**PETIT EXERCICE 1**
Répondez à ces questions sur l'article consacré à Stavros Tombazos :
(a) En quelle année a paru Le temps dans l'analyse économique ?
(b) Quel nom Tombazos donne-t-il à la temporalité du premier livre du Capital ?
(c) À qui répond-il que « valeur » et « capital » sont des éléments invariants du capitalisme ?
**PETIT EXERCICE 2**
Transcrivez à l'identique tout ce qui va de « En 1994, Stavros » jusqu'à « vient de paraître [1]. » dans l'article consacré à Stavros Tombazos.
**PETIT EXERCICE 3**
Reprenez l'article consacré à Stavros Tombazos là où il s'arrête.

Economie-essai. Stavros Tombazos et la discordance des temps

Stavros Tombazos (droite) lors d’un débat sur l’orientation politique à Chypre…

Par Michel Husson

En 1994, Stavros Tombazos publiait un livre intitulé Le temps dans l’analyse économique. Son nouveau livre, Global Crisis and Reproduction of Capital vient de paraître [1].

Le livre de 1994 a résisté à l’épreuve du temps, puisqu’il a fait l’objet d’une traduction en anglais, publiée vingt ans plus tard. Tombazos y proposait une relecture du Capital structurée comme l’articulation de trois temporalités : « Les catégories des trois livres théoriques du Capital s’inscrivent différemment dans le temps. Celles du premier livre obéissent à une temporalité linéaire et abstraite, homogène, à un temps supposé calculable, mesurable. Nous appelons ce dernier le “temps de la production”. Les déterminations du second livre s’inscrivent dans une temporalité cyclique. Les différentes catégories du “temps de la circulation” concernent la rotation de la valeur. Enfin, le troisième livre est celui du “temps organique” du capital, unité du temps de la production et du temps de la circulation. »

Cette grille de lecture est mobilisée pour confronter la logique de Marx et celle d’Hegel tout en offrant des outils méthodologiques à la compréhension du capitalisme contemporain. Tombazos indique à ce propos qu’il faut savoir « penser l’“immobilisme” du changement ». A Michel Aglietta qui propose d’éviter l’usage du terme de « reproduction », Tombazos rétorque que « valeur » et « capital » sont des éléments invariants du capitalisme.

Déjà à l’époque, le passage sur le capital porteur d’intérêt souligne ce qu’ont d’absurde les théories financiaristes qui opposent schématiquement profit industriel et profit financier. Pour Tombazos, il devrait être clair au contraire que « le profit industriel est d’abord, logiquement, « un et indivisible ; puis il se partage réellement ou idéalement entre prêteurs et emprunteurs, taux d’intérêt et profit d’entreprise. Ces deux dernières catégories, prises comme deux parties du surtravail, n’ont rien de mystérieux. Elles sont, comme le salaire et le profit, à la fois formes phénoménales de la plus-value et moments de l’imaginaire social ou moments de ce que Marx appelle “fétichisme”. »

Au-delà de ces notations méthodologiques qui conservent aujourd’hui toute leur pertinence, la proposition essentielle du livre de 1994 est que le fonctionnement du capital repose sur une « organisation autonome de rythmes. » Elle fournit ainsi une clé de lecture de la « crise de l’organisme social » comme « une sorte d’“arythmie”, c’est-à-dire une perturbation momentanée de la cohérence du système. » C’est au fond la grille qui est utilisée dans le dernier livre de Tombazos pour analyser la crise récente.

**DONNÉES EXTRAITES**

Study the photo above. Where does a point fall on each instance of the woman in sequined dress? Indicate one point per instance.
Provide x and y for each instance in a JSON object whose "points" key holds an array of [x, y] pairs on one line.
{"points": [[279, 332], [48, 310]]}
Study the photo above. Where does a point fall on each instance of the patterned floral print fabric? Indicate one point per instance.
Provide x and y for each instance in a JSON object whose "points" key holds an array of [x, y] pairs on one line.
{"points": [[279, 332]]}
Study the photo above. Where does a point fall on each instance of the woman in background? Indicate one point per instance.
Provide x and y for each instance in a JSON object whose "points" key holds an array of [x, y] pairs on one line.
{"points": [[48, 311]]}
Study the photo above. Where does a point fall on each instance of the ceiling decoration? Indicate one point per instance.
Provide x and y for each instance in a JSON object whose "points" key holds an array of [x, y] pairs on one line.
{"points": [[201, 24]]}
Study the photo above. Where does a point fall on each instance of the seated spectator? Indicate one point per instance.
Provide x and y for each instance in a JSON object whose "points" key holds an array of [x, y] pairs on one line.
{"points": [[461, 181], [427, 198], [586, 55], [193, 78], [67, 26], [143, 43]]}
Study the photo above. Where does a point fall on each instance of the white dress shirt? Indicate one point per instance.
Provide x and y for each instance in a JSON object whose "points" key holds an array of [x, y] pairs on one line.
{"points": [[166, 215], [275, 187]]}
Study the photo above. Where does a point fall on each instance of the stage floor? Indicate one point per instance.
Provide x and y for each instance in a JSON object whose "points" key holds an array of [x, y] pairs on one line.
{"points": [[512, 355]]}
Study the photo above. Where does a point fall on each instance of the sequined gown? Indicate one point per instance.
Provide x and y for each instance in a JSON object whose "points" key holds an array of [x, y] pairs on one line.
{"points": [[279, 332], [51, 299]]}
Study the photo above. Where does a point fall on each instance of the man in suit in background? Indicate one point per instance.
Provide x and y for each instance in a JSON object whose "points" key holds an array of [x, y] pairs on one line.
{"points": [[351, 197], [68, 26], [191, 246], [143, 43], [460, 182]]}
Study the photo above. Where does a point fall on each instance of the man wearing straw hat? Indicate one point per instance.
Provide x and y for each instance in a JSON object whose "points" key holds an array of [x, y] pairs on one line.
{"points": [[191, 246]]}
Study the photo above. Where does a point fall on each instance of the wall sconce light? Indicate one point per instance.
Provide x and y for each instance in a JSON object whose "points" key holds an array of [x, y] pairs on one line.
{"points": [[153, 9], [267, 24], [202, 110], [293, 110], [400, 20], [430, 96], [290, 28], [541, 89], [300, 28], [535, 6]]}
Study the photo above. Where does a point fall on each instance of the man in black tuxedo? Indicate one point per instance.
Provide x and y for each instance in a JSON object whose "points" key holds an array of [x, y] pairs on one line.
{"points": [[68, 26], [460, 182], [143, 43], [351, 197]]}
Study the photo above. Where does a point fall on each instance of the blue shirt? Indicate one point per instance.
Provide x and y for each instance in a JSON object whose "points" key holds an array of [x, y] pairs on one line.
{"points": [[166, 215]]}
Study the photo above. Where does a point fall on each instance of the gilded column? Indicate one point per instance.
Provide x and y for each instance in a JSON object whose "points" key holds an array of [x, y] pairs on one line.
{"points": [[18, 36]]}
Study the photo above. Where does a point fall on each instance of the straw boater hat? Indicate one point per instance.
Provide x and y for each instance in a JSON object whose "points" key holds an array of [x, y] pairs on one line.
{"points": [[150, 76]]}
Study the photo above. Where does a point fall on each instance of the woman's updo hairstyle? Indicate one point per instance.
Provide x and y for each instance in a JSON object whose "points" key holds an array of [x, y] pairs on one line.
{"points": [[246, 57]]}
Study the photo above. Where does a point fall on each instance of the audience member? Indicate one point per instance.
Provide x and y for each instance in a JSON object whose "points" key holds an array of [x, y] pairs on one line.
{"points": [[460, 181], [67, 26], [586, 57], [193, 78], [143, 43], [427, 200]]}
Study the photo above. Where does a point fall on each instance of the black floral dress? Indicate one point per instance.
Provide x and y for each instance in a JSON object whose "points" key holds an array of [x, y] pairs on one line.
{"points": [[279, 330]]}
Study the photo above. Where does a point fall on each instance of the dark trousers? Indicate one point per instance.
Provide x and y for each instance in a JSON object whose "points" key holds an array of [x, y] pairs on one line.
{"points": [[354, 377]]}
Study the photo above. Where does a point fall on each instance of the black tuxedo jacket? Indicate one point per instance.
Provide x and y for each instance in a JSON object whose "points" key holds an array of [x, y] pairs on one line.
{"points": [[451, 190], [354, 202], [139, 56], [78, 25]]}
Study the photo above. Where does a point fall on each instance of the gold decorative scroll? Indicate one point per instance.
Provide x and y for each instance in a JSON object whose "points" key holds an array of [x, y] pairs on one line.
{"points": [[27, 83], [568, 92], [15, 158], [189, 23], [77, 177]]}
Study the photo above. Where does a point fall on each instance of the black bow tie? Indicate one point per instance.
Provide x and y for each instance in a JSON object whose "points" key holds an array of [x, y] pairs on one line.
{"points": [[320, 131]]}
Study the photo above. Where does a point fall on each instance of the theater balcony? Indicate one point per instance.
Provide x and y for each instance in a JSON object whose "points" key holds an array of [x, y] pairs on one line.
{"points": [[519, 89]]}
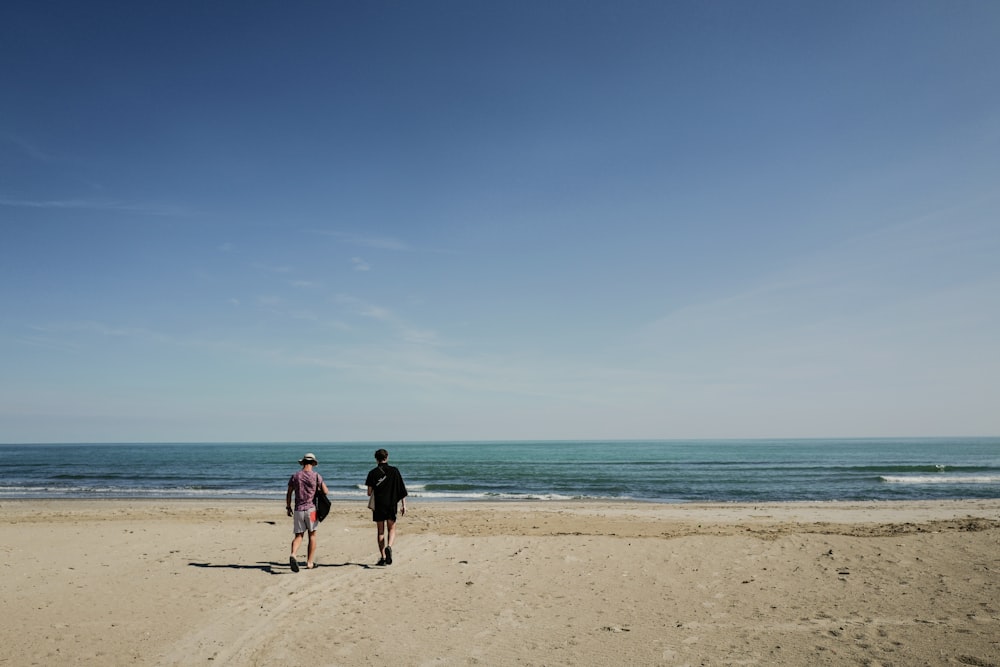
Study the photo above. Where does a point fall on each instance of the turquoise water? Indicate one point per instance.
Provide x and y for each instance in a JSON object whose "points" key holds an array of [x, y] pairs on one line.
{"points": [[657, 471]]}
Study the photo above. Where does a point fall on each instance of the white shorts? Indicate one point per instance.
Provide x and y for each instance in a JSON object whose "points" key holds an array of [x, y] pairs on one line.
{"points": [[305, 520]]}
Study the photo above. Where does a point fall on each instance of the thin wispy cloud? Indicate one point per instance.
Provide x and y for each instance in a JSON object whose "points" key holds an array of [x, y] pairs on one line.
{"points": [[95, 205], [403, 330]]}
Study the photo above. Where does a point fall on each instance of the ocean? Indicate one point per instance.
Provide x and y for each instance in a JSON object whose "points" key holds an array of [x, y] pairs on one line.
{"points": [[668, 471]]}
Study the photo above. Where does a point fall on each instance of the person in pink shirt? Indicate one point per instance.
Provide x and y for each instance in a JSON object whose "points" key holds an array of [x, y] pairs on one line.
{"points": [[303, 486]]}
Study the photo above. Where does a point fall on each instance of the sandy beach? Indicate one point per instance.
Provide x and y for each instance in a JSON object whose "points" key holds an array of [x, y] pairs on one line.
{"points": [[575, 583]]}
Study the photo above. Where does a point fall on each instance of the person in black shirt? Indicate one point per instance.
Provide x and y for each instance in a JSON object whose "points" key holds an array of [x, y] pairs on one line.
{"points": [[385, 484]]}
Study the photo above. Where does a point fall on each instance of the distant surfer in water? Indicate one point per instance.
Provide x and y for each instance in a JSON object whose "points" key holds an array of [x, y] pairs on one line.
{"points": [[386, 486]]}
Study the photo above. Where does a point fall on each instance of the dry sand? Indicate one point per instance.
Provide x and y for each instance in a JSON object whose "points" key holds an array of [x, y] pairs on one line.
{"points": [[576, 583]]}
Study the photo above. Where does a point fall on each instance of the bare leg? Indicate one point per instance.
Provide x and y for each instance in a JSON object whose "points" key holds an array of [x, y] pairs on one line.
{"points": [[312, 549], [381, 538], [293, 560], [392, 533]]}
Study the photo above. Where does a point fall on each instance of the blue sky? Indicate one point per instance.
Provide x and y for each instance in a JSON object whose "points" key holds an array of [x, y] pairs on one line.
{"points": [[328, 221]]}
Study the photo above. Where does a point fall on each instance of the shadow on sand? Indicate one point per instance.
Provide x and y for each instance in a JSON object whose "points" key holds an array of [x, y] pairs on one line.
{"points": [[277, 568]]}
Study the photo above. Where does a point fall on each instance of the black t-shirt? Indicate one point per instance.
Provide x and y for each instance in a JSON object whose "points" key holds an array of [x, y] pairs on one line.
{"points": [[388, 485]]}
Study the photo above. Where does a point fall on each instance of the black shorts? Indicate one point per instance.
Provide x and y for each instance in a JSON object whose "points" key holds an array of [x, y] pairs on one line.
{"points": [[384, 513]]}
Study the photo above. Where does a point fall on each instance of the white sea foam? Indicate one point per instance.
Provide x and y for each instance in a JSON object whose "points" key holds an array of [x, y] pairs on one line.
{"points": [[941, 479]]}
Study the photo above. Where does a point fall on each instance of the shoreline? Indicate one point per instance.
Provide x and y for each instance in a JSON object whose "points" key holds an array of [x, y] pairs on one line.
{"points": [[179, 582]]}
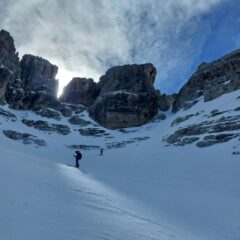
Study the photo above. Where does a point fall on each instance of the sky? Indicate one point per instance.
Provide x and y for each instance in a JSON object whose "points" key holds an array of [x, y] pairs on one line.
{"points": [[87, 37]]}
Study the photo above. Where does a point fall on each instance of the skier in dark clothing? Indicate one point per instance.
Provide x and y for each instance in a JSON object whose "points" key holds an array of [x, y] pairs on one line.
{"points": [[78, 157]]}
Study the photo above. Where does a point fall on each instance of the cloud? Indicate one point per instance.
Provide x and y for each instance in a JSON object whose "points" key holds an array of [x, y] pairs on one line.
{"points": [[86, 37]]}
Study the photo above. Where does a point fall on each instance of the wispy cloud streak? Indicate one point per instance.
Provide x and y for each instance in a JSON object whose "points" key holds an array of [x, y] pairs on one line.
{"points": [[86, 37]]}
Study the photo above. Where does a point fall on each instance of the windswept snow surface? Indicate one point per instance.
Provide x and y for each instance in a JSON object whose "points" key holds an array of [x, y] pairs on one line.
{"points": [[142, 191]]}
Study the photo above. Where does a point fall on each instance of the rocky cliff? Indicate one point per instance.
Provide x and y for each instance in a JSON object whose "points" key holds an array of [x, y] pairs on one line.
{"points": [[80, 91], [38, 74], [127, 97], [124, 97], [210, 81]]}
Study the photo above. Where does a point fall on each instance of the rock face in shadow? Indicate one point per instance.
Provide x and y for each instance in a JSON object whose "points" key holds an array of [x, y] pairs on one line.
{"points": [[211, 80], [8, 55], [127, 97], [9, 63], [5, 77], [39, 74], [80, 91], [165, 102], [131, 78], [122, 109]]}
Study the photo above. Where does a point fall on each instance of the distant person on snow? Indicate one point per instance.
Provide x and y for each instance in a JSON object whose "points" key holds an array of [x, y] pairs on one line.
{"points": [[78, 157]]}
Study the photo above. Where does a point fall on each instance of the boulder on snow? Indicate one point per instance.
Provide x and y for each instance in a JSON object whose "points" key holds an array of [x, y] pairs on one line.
{"points": [[26, 138], [45, 126]]}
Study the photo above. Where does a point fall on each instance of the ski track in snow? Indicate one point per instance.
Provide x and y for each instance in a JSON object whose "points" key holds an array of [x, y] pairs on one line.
{"points": [[142, 191]]}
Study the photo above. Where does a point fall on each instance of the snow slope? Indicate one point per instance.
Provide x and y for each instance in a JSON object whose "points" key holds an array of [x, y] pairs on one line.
{"points": [[145, 190]]}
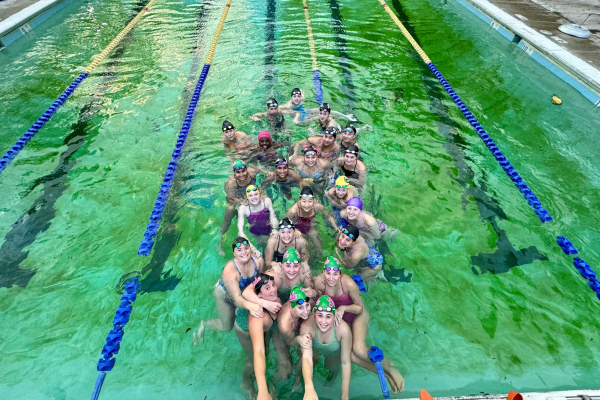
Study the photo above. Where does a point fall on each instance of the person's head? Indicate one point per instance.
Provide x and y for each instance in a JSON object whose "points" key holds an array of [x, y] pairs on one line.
{"points": [[252, 194], [240, 170], [307, 199], [228, 130], [324, 111], [264, 140], [286, 230], [272, 106], [241, 249], [324, 313], [329, 136], [291, 263], [332, 271], [299, 302], [281, 167], [264, 287], [341, 186], [351, 154], [310, 156], [348, 236], [296, 96], [348, 134]]}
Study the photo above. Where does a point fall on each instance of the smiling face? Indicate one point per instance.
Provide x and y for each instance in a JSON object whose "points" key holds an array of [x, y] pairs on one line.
{"points": [[324, 320]]}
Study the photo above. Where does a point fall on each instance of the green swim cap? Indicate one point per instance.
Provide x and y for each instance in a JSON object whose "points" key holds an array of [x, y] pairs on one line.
{"points": [[292, 256], [325, 304], [297, 296]]}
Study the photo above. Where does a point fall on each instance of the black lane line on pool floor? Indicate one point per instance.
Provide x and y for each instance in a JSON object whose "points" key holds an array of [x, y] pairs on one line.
{"points": [[506, 256], [37, 218], [155, 279]]}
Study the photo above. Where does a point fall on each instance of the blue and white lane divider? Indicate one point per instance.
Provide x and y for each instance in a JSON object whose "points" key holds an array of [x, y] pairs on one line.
{"points": [[531, 198], [114, 337], [163, 195], [41, 121]]}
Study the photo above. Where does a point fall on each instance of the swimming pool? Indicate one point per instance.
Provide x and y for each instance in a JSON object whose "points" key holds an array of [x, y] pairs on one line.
{"points": [[479, 299]]}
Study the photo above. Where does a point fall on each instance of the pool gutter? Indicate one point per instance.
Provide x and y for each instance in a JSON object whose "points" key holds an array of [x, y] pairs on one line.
{"points": [[574, 71], [20, 24]]}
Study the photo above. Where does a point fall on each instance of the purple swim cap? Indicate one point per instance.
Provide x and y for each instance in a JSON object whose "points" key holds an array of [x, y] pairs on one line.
{"points": [[355, 202]]}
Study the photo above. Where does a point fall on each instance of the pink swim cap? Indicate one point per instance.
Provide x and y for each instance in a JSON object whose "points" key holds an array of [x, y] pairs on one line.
{"points": [[263, 134]]}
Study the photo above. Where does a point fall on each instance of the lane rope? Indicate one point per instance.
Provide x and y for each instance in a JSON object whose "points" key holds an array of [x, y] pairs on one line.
{"points": [[41, 121], [165, 188], [313, 55], [565, 244]]}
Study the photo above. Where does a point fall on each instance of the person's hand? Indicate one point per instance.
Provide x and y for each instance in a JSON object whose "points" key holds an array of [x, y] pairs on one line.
{"points": [[256, 310]]}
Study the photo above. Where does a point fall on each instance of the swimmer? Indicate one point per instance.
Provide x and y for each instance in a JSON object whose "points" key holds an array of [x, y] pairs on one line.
{"points": [[284, 178], [325, 145], [339, 195], [323, 334], [274, 115], [349, 306], [288, 237], [357, 255], [234, 142], [292, 271], [303, 214], [258, 208], [311, 168], [354, 169], [266, 151], [235, 277], [235, 193], [250, 331]]}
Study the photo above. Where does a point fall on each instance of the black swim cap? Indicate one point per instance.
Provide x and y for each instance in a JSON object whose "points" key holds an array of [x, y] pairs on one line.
{"points": [[307, 192], [227, 126], [351, 231], [272, 103]]}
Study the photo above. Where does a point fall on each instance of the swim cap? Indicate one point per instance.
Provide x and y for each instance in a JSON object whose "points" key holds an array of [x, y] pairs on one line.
{"points": [[355, 202], [239, 164], [351, 231], [342, 181], [332, 130], [325, 304], [307, 192], [326, 107], [291, 255], [309, 149], [272, 102], [353, 149], [227, 126], [297, 296], [239, 241], [263, 134], [250, 189], [287, 223], [260, 281]]}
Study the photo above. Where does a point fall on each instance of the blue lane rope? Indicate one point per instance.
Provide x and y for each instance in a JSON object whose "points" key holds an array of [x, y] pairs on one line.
{"points": [[531, 198], [41, 121]]}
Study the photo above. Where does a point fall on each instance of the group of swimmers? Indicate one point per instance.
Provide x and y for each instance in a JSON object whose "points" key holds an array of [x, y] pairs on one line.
{"points": [[268, 292]]}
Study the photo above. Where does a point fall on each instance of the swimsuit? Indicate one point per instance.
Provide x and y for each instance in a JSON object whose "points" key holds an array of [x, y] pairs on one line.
{"points": [[342, 300], [244, 282], [332, 349], [259, 221]]}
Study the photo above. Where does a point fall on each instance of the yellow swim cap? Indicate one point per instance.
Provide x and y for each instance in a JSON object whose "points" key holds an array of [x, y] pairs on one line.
{"points": [[250, 189], [342, 181]]}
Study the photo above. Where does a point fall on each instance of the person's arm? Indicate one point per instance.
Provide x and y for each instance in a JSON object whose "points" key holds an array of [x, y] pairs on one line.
{"points": [[256, 330]]}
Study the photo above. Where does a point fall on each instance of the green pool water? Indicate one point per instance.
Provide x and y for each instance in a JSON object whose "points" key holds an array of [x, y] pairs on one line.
{"points": [[479, 297]]}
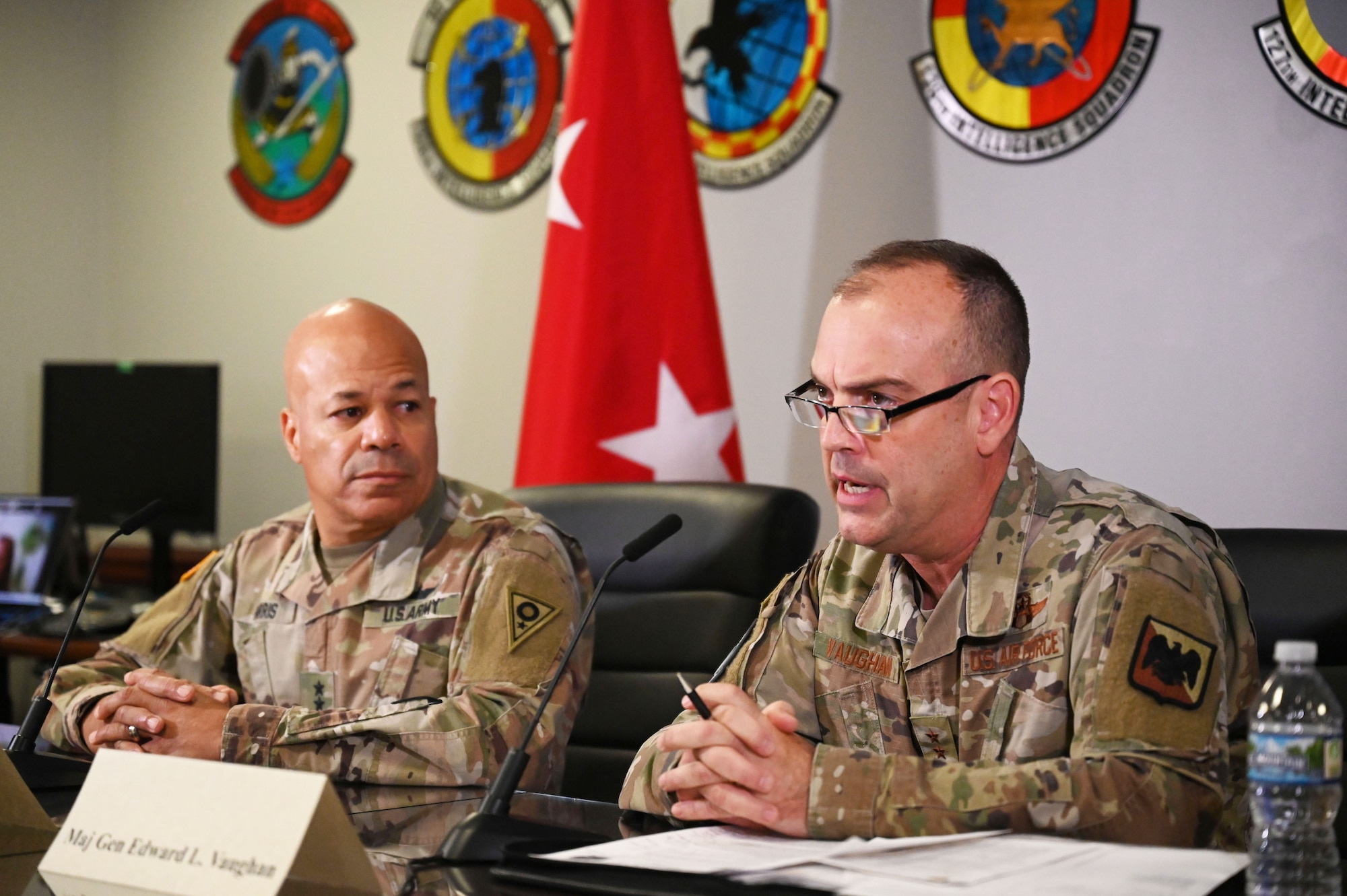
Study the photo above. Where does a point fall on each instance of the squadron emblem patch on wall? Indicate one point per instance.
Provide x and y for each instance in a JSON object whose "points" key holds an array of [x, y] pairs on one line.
{"points": [[1030, 79], [492, 93], [1309, 57], [290, 109], [752, 83]]}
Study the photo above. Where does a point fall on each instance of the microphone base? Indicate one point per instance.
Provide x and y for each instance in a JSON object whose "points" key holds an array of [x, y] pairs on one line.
{"points": [[483, 839], [49, 771]]}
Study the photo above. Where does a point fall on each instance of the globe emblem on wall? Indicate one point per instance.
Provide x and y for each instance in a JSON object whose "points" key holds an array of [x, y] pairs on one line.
{"points": [[751, 74], [290, 108], [492, 93], [494, 83], [1306, 46], [1031, 79]]}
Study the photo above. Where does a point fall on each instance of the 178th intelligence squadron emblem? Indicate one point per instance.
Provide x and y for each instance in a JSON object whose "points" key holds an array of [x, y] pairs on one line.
{"points": [[752, 83], [1030, 79], [290, 109], [494, 94]]}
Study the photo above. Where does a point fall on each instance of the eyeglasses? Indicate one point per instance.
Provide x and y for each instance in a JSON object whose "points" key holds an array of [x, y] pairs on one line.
{"points": [[864, 420]]}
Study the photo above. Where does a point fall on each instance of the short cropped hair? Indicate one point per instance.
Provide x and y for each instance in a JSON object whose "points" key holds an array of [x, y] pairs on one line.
{"points": [[995, 318]]}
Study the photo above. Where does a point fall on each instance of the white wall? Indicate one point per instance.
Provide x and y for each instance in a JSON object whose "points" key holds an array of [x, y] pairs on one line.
{"points": [[1186, 281], [1183, 269], [53, 210]]}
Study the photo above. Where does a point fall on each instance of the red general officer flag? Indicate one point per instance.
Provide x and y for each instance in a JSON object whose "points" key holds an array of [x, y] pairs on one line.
{"points": [[627, 381]]}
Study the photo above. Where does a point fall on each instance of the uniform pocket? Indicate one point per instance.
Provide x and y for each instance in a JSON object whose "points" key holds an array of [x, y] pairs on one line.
{"points": [[412, 670], [251, 650], [853, 714], [1038, 730]]}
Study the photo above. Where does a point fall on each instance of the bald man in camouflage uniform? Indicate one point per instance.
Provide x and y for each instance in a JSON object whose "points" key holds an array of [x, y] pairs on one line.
{"points": [[416, 657], [1078, 670]]}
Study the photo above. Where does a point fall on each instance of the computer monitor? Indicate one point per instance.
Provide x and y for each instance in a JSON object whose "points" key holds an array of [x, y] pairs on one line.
{"points": [[33, 535], [118, 436]]}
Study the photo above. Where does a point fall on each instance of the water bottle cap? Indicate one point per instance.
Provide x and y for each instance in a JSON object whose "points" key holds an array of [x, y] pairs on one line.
{"points": [[1295, 652]]}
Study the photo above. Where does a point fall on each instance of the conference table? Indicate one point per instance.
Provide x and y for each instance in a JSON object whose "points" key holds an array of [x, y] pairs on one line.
{"points": [[402, 824]]}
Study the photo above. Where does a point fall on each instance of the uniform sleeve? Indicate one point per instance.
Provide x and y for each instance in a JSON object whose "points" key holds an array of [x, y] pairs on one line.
{"points": [[187, 633], [517, 615], [790, 681], [1163, 661]]}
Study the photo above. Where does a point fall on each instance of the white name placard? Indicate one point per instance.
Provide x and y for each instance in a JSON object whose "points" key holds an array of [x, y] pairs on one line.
{"points": [[192, 828]]}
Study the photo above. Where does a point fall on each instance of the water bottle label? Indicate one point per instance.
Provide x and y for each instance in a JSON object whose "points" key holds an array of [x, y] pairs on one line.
{"points": [[1295, 759]]}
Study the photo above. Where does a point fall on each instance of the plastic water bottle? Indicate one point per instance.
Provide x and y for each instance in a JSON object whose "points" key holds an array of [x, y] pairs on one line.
{"points": [[1295, 773]]}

**RÉPONSE 1**
(a) En 1994.
(b) Le « temps de la production ».
(c) À Michel Aglietta.

**RÉPONSE 2**
En 1994, Stavros Tombazos publiait un livre intitulé Le temps dans l’analyse économique. Son nouveau livre, Global Crisis and Reproduction of Capital vient de paraître [1].

**RÉPONSE 3**
Première discordance : profit et accumulation

Il est assez fascinant de voir comment les catégories relativement abstraites élaborées par Tombazos dans son premier ouvrage sont reprises dans sa nouvelle contribution pour les appliquer à l’analyse de la crise récente et en fournir une analyse cohérente.

Le premier chapitre du livre est consacré au temps de la production, autrement dit au rapport entre rentabilité et accumulation du capital. Dans son introduction, Tombazos énonce de manière synthétique sa méthode générale : « le concept même de capital fait référence à une articulation de trois rythmes économiques fondamentaux : le rythme de valorisation, le rythme de l’accumulation et le rythme de réalisation de la valeur. La croissance capitaliste présuppose une compatibilité relative entre ces trois rythmes, et les crises économiques surviennent en raison de la divergence excessive de l’un de ces rythmes par rapport aux autres. Chaque crise économique peut être décrite comme une “arythmie organique” du système ». Encore une fois, il est frappant de voir que cette problématique reprend terme à terme celle du livre de 1994.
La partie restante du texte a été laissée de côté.